== The request ==
Can you render all of the material below as a JSON list of strings, one string per line, with blank lines left out?
—————
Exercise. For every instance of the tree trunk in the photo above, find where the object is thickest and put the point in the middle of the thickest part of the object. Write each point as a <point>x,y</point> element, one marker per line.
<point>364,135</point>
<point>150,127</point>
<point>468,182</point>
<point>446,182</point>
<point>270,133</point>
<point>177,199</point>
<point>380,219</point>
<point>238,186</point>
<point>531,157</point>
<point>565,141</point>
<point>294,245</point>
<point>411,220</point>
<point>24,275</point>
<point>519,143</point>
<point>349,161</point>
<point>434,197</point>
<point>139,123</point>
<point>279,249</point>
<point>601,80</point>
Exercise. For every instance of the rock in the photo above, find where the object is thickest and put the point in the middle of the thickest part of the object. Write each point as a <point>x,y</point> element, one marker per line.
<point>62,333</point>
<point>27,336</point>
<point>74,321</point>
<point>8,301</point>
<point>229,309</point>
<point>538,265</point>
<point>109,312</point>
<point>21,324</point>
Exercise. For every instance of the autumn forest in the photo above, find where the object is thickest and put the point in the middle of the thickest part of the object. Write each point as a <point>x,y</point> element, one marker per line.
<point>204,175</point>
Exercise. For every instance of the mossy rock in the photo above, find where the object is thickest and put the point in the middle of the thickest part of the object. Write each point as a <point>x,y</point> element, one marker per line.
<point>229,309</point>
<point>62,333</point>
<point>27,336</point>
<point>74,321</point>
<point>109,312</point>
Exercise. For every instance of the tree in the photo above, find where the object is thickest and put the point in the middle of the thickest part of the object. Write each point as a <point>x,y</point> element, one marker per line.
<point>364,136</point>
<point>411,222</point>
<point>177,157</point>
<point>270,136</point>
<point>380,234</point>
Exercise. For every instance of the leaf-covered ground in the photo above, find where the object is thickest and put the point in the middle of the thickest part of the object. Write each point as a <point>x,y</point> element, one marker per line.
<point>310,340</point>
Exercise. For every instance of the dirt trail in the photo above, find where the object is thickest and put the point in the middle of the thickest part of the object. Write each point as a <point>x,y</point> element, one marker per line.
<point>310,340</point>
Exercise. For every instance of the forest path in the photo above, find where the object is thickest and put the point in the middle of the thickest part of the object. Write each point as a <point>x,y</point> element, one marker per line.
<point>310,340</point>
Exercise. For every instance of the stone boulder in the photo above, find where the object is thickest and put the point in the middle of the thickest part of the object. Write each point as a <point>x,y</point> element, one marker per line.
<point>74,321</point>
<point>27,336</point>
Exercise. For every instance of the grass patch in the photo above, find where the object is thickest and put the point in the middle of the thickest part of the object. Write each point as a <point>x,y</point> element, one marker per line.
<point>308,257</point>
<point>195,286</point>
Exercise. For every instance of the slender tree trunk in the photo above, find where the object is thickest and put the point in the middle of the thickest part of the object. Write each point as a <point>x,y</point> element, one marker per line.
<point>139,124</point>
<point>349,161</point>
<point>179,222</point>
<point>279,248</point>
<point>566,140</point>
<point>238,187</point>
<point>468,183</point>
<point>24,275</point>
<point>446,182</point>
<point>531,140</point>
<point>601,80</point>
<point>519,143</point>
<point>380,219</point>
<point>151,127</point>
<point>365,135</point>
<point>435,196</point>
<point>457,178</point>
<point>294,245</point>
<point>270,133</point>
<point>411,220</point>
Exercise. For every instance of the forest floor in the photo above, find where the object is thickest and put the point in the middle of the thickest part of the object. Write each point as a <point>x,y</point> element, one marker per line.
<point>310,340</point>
—————
== Response to this task ==
[
  "Exercise. For every instance of the tree trunk in the photo above, find where the object is thickest and put the point in the middle of the thickest part of the object. Write each point as a <point>x,y</point> element, one marker per line.",
  "<point>364,135</point>",
  "<point>150,127</point>",
  "<point>468,182</point>",
  "<point>446,182</point>",
  "<point>270,133</point>",
  "<point>177,199</point>",
  "<point>380,219</point>",
  "<point>238,186</point>",
  "<point>531,157</point>",
  "<point>565,141</point>",
  "<point>294,245</point>",
  "<point>411,220</point>",
  "<point>24,275</point>",
  "<point>519,143</point>",
  "<point>349,161</point>",
  "<point>434,197</point>",
  "<point>139,123</point>",
  "<point>279,249</point>",
  "<point>601,80</point>",
  "Exercise. For every instance of the rock in the photo above, find where the object is thickest and put the point in the middle of the thickest part of the object. Write each point as a <point>x,y</point> element, one marker per line.",
  "<point>62,333</point>",
  "<point>27,336</point>",
  "<point>74,321</point>",
  "<point>8,301</point>",
  "<point>229,309</point>",
  "<point>538,265</point>",
  "<point>109,312</point>",
  "<point>21,324</point>",
  "Exercise. For every instance of the autumn forest in the photo above, find where the object is thickest and put the point in the middle of the thickest part of the object. Write each point as a <point>x,y</point> element, one marker per line.",
  "<point>204,175</point>",
  "Exercise. For every instance of the mossy rock in the photo above, find where the object is thickest and put the point in the middle of the thickest part of the object. Write each point as a <point>x,y</point> element, one marker per line.",
  "<point>229,309</point>",
  "<point>62,333</point>",
  "<point>27,336</point>",
  "<point>74,321</point>",
  "<point>109,312</point>",
  "Exercise. For every instance of the tree in the photo above, find where the object is thickest and put the point in the middle of the thickest part of the object. Write each point as a <point>x,y</point> element, one marker per line.",
  "<point>364,136</point>",
  "<point>411,222</point>",
  "<point>177,157</point>",
  "<point>270,136</point>",
  "<point>380,234</point>",
  "Exercise. For every instance of the leaf-covered ground in the photo above, find where the object is thickest and put the point in the middle of the thickest part of the object. Write each point as a <point>x,y</point> element, one marker per line.",
  "<point>310,340</point>",
  "Exercise. For every instance of the dirt trail in the photo above, find where the object is thickest and put the point in the middle of the thickest part of the object. Write each point as a <point>x,y</point> element, one marker per line.",
  "<point>310,340</point>",
  "Exercise. For every instance of the forest path in the photo above, find where the object is thickest and put the point in the middle of the thickest part of the object. Write each point as a <point>x,y</point> element, one marker per line.",
  "<point>310,340</point>",
  "Exercise. For every instance of the stone boulder in the photo above, find where the object is thickest and put the point in the middle of the thickest part of the object. Write each point as a <point>x,y</point> element, one marker per line.",
  "<point>74,321</point>",
  "<point>27,336</point>",
  "Exercise. For every instance of the grass patch in the photo above, find where the object is thickest and put the point in the middle of the thickest part of the object. Write each point as a <point>x,y</point> element, one marker per line.",
  "<point>308,257</point>",
  "<point>195,286</point>",
  "Exercise. For every instance of the slender tree trunk in the photo above, find where the object is thickest and put the point in the middle of the thickest part of the object. Write each point as a <point>x,y</point> element, one marker per line.",
  "<point>139,124</point>",
  "<point>349,161</point>",
  "<point>179,222</point>",
  "<point>279,248</point>",
  "<point>566,140</point>",
  "<point>238,187</point>",
  "<point>468,183</point>",
  "<point>24,275</point>",
  "<point>446,182</point>",
  "<point>531,140</point>",
  "<point>601,80</point>",
  "<point>519,143</point>",
  "<point>380,219</point>",
  "<point>151,127</point>",
  "<point>365,135</point>",
  "<point>435,196</point>",
  "<point>457,178</point>",
  "<point>294,245</point>",
  "<point>270,133</point>",
  "<point>411,220</point>",
  "Exercise. For every instance of the forest floor in the photo above, find where the object is thickest and put the point in the middle of the thickest part of the object. Write each point as a <point>x,y</point> element, one marker per line.",
  "<point>310,340</point>"
]